# [TASK TO CARRY OUT]
Rewrite the records below so that every "place one point" becomes "mark one point", with everything else left unchanged.

# [EXTRACTED MATERIAL]

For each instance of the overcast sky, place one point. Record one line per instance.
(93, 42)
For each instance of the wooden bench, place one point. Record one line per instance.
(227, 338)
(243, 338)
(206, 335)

# [EXERCISE RESULT]
For each instance of the overcast sky, mark one point. Record one line per instance.
(93, 42)
For each instance of the wooden bench, mark one point. Record one line per instance.
(227, 338)
(243, 338)
(206, 335)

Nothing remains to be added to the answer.